Exercise details :: Extract and repeat verbatim the stretch of lines from the one containing "Final verification step: confirm the presence of closed" through the one containing "[112,482,277,626]", with both of those lines included, and nothing beyond them.

Data records ::
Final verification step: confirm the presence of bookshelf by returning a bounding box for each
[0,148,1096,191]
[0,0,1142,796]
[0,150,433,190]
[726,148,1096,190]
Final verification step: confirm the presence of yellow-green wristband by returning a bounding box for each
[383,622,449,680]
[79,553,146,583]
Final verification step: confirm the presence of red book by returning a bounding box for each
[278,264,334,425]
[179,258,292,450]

...

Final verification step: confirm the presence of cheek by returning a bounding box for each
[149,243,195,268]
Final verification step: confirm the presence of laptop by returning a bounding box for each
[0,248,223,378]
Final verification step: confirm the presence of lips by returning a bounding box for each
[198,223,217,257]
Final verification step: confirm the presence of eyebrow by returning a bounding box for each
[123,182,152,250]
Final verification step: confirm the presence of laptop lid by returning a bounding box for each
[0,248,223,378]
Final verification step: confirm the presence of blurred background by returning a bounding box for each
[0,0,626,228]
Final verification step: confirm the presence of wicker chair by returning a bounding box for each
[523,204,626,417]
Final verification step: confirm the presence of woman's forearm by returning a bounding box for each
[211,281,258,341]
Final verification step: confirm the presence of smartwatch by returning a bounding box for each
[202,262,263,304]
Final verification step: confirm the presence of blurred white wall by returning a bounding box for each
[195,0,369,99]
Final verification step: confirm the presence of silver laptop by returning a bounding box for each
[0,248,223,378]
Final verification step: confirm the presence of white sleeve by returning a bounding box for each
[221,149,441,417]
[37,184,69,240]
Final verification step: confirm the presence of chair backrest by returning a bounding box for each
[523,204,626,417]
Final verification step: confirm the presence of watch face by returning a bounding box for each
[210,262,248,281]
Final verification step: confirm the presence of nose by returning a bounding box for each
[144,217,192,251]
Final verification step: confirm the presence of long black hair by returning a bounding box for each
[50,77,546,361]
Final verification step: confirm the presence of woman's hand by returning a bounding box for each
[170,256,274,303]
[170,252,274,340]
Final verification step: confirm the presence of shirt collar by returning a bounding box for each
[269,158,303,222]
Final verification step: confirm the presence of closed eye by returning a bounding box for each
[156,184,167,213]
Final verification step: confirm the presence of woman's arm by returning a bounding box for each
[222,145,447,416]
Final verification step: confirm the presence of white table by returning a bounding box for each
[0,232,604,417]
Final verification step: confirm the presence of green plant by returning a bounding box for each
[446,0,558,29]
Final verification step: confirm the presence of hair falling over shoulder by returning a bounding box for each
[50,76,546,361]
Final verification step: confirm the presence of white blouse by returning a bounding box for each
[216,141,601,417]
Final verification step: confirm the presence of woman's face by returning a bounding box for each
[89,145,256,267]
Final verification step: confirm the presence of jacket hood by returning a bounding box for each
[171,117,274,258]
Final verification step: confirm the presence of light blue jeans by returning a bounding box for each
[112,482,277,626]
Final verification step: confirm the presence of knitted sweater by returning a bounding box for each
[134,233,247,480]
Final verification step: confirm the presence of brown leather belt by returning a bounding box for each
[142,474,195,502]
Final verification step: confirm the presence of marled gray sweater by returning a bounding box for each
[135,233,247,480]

==

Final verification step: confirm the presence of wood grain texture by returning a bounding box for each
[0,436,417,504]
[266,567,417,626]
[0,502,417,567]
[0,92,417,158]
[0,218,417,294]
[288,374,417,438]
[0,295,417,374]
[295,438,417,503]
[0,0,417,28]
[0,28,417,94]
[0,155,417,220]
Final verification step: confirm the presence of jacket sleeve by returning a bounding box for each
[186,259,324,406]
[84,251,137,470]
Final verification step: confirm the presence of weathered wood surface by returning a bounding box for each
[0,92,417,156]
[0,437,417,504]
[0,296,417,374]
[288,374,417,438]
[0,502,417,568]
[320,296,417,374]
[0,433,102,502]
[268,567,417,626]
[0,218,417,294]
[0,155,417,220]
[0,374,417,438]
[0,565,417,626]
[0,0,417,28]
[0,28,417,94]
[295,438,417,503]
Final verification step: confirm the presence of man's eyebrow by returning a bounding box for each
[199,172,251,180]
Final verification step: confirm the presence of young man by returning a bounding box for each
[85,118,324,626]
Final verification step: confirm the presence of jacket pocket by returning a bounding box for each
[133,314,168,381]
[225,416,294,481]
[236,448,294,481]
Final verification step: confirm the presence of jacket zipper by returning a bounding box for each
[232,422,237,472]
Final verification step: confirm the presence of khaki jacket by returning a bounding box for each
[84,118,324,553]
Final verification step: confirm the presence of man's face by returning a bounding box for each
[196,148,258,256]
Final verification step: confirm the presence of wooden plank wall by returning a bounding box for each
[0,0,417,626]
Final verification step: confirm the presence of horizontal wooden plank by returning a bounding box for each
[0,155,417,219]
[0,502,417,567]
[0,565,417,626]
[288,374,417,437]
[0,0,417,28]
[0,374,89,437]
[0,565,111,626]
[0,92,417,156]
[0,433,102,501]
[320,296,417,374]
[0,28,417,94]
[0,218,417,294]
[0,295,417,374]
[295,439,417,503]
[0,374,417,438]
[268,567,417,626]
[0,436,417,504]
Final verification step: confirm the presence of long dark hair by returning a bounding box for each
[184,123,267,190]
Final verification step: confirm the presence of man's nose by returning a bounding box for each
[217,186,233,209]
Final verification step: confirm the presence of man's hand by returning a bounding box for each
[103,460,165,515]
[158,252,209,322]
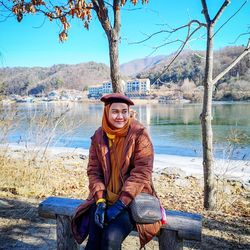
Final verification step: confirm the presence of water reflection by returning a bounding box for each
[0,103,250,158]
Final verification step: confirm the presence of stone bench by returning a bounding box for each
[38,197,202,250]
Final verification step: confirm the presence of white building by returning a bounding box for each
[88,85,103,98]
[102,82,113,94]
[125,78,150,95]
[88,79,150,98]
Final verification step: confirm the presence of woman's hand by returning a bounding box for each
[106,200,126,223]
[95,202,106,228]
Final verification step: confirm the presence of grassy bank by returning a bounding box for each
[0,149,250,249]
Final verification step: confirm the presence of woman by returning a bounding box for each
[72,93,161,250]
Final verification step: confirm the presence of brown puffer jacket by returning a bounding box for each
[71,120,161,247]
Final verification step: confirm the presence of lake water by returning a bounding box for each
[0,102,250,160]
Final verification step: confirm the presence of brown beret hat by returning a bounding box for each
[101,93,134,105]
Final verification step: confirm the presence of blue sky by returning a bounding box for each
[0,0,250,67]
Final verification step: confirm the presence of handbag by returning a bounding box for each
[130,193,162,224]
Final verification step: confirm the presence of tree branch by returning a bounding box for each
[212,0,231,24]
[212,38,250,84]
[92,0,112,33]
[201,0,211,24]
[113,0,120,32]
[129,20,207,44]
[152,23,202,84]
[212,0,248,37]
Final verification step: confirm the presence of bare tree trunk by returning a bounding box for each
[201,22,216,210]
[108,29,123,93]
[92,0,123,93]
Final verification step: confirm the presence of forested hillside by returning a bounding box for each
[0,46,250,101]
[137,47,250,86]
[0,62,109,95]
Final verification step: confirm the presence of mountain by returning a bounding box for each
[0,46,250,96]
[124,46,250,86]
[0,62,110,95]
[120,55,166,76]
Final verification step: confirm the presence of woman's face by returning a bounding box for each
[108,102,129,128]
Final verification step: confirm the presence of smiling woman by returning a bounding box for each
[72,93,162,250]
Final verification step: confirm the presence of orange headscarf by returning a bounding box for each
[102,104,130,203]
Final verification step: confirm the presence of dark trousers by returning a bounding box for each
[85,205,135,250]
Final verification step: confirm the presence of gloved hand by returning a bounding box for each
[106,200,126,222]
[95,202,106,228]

Solution below ::
Final verification step: confirm the presence of closed eye by returning a bounding box for each
[156,184,167,213]
Final verification step: confirm the presence of woman's arm by returning a bounding box for each
[222,145,447,416]
Final verification step: confirm the presence of white table by returning a bounding box for each
[0,232,604,417]
Final verification step: confirm the presence of green plant by returning a bounding box for each
[446,0,558,29]
Final verification step: confirm the presence of hair falling over shoulder by returning a bounding box for each
[50,76,546,361]
Final verification step: confirm the presence of white blouse by returning a bounding box for each
[216,141,601,417]
Final verification step: confirm the presence of woman's face by returning a bounding box for each
[89,145,256,267]
Final verification step: confirm the presence of jacket hood by returning a bounding box for each
[171,117,274,258]
Final verification step: confirm the presence of light blue jeans by returning a bounding box for each
[112,482,277,626]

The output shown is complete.